> **Set of tasks**:
[a] Reproduce the listing verbatim, starting at the line that contains "Reviewer note: every instance of the green lawn" and running through the last line of the listing, both ends included.
[b] Carry on the passage about technical due diligence during mergers and acquisitions, picking up after its last sentence.

With so much at stake during the process of an acquisition, IT systems often suffer neglect. The ramifications of such neglect can expose sensitive data for cyber criminals to exploit. To correctly prepare for an M&A, it is essential for IT teams to prioritise due diligence of existing IT systems.
Inspect. Review. Assess.
Technical due diligence refers to the period during which IT systems are inspected, reviewed and assessed for areas of vulnerability that need to be addressed. Organisations looking to be acquired or merge should begin a process of technical due diligence internally before seeking interested parties.
By carrying out such an internal technical due diligence, the company being acquired can be satisfied its systems are robust, secure and fit for purpose, and the acquirer’s due diligence will not expose any issues that may jeopardise the deal.
In addition to the security vulnerabilities, many organisations carry open-source licensing risks. Open-source modules or snippets of code are commonly incorporated by developers into software to aid rapid development.

> **Data section**:
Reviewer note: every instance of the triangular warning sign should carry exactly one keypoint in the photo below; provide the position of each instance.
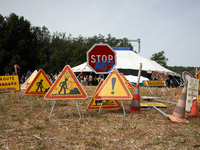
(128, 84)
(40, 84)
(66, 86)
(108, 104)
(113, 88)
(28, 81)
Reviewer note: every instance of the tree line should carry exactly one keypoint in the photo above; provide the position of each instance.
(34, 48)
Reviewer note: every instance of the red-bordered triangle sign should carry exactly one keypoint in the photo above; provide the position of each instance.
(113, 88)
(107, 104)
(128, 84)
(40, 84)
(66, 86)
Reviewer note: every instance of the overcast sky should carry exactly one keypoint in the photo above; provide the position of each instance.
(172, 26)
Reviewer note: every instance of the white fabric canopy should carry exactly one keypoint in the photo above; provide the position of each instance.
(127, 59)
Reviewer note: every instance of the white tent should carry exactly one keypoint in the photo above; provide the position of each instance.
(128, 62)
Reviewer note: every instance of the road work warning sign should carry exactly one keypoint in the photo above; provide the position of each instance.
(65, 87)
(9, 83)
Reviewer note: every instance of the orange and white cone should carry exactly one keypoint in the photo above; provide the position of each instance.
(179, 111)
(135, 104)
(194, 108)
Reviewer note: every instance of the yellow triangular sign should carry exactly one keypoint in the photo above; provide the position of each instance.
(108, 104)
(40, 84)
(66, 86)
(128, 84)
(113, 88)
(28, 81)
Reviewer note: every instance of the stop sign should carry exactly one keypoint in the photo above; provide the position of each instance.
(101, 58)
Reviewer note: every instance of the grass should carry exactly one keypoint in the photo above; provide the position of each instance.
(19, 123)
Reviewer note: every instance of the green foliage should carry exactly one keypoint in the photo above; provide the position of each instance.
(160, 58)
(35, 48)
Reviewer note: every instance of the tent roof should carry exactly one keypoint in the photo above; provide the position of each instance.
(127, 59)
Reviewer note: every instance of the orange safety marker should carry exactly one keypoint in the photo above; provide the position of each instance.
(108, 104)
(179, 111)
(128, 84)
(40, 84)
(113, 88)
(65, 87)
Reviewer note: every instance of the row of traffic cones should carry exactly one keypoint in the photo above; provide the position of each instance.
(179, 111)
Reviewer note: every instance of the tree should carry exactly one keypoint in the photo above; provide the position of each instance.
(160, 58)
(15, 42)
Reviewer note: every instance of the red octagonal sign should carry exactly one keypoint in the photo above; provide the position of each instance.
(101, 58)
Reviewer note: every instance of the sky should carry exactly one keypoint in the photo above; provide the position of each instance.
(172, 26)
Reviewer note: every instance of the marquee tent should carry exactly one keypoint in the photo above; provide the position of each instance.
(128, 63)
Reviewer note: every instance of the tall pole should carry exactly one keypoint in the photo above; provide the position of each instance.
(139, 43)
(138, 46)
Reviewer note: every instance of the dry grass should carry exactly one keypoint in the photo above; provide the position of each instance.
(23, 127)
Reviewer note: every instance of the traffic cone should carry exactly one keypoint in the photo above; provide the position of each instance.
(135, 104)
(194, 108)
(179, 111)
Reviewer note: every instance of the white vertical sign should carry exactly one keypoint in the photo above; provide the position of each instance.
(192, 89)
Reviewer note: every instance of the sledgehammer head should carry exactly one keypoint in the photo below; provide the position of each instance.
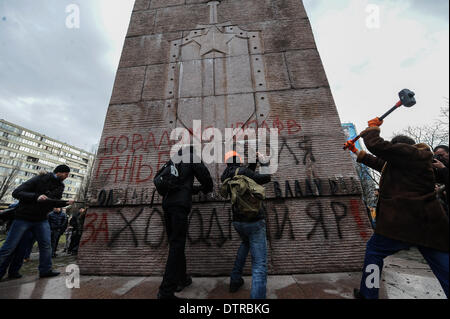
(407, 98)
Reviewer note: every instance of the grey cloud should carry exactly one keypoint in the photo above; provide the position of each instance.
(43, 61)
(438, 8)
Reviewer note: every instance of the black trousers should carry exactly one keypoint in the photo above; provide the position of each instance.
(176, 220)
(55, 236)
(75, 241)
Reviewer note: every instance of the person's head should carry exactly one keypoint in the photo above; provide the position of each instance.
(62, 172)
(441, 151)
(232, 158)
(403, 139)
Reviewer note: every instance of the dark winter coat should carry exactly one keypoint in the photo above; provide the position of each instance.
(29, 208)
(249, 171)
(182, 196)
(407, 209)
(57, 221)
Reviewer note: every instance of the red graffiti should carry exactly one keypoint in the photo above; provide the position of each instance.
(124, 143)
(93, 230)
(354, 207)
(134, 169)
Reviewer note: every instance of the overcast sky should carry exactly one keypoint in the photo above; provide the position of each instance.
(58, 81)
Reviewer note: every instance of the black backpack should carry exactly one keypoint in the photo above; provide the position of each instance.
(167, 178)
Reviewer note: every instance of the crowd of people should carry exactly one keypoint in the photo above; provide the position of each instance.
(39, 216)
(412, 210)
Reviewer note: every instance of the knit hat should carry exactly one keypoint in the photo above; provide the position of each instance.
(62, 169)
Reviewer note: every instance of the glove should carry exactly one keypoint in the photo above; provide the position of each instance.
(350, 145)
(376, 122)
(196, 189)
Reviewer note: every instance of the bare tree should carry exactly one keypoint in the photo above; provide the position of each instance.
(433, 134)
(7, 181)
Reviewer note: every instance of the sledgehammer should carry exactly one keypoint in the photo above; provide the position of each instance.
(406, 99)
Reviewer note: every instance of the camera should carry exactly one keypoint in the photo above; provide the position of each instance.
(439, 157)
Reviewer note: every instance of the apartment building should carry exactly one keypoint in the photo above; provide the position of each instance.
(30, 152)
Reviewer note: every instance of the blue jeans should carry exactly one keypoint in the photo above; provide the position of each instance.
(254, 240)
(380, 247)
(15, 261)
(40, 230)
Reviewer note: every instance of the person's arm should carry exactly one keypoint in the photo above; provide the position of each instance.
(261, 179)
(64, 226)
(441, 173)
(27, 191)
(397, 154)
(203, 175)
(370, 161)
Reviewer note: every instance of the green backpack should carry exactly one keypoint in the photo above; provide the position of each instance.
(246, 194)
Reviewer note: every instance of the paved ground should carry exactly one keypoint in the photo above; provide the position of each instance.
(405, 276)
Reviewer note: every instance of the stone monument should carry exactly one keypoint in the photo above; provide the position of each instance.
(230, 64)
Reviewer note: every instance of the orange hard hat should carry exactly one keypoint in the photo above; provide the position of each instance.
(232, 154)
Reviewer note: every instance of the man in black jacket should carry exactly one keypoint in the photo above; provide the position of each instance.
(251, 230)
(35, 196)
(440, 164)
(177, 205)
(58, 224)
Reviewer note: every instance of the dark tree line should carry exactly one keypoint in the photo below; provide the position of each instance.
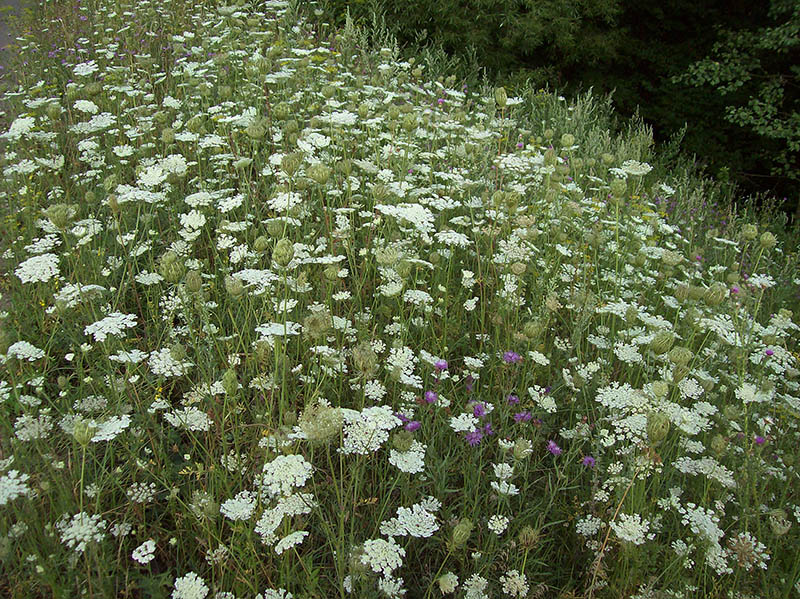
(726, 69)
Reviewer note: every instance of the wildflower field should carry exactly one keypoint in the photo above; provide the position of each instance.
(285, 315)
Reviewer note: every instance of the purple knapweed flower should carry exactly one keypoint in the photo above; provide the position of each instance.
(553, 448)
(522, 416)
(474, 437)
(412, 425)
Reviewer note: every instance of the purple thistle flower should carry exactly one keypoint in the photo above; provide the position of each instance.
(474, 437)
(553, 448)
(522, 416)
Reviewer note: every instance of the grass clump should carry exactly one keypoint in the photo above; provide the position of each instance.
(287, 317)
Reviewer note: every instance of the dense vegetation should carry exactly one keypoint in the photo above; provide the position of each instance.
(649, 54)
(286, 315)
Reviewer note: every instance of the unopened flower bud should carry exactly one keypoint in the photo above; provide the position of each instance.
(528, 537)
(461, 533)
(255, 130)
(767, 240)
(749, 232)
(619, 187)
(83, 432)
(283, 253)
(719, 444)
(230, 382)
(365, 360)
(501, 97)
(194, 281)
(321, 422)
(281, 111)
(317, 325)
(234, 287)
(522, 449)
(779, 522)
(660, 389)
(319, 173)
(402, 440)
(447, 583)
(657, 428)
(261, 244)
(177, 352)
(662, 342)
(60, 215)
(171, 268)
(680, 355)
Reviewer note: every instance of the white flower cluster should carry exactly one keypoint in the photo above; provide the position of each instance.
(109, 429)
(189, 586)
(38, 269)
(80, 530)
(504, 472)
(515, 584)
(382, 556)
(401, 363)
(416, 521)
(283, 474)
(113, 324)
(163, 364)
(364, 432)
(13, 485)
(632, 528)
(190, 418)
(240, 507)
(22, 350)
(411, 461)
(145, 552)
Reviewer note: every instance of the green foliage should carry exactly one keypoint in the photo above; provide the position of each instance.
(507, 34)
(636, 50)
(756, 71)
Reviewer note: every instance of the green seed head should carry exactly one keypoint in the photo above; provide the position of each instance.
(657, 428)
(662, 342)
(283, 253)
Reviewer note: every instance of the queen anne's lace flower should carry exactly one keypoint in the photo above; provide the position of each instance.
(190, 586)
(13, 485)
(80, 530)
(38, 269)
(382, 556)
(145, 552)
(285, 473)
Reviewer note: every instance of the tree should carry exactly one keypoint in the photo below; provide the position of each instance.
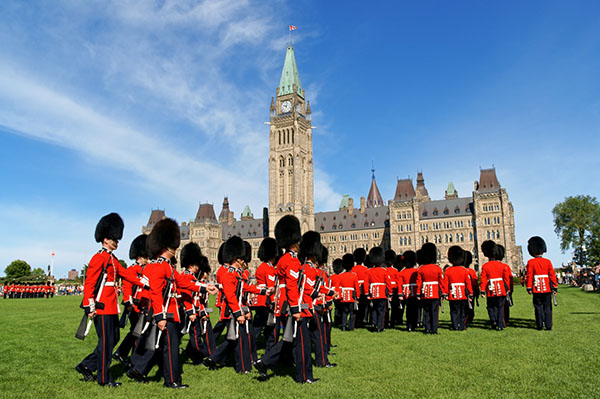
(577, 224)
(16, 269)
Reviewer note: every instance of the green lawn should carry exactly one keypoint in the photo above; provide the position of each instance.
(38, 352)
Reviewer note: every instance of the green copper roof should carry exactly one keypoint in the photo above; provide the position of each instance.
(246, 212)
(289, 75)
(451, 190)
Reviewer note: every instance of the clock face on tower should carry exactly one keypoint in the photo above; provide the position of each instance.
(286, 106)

> **Per-task answers**:
[a]
Reviewer note: every instance of the green lawn should carry exactly one keypoint in the photo above; provide the position of each instance.
(38, 352)
Reviewer note: every instance of the green copper roof should carry exactly one keypoint in the photo above; provide the position of each instance.
(246, 212)
(289, 75)
(451, 190)
Reviewer note: every instance of the clock face on tower should carry exactly one keypoint in the photo above; provide the position of each instance.
(286, 106)

[b]
Although this open-source code is freely downloadable, it is normally subject to an open-source licence, and this licence places restrictions and obligations on what can be done with this code.
Companies often have no idea what open-source code is used in their systems and any breach of licensing restrictions can be costly to fix and endanger the deal. So the internal technical due diligence should include an assessment of open-source licensing risk, allowing the company to resolve any problems in advance.
By conducting thorough technical due diligence before embarking on the process of an acquisition, organisations will have a greater appeal to interested parties and can ensure the deal will proceed smoothly.
Those looking to acquire will have a clearer understanding of the technical assets for sale, with the added reassurance there won’t be any unpleasant surprises.
Yahoo recently felt the ramifications of neglecting IT systems in anticipation of the Verizon acquisition, after it was revealed last year that 500 million customer email accounts were hacked.
This has now had an effect on the final deal, with up to $350 million slashed from the final price as Verizon felt Yahoo wasn’t completely transparent about the breach.
This is a prime example of technical due diligence that hasn’t been thoroughly conducted and proves issues unearthed during the closing stages of an acquisition have affected the final sale price.
Don’t underestimate project management
Once an acquisition has been agreed in principle, senior stakeholders must then address which systems are being continued and which should be decommissioned.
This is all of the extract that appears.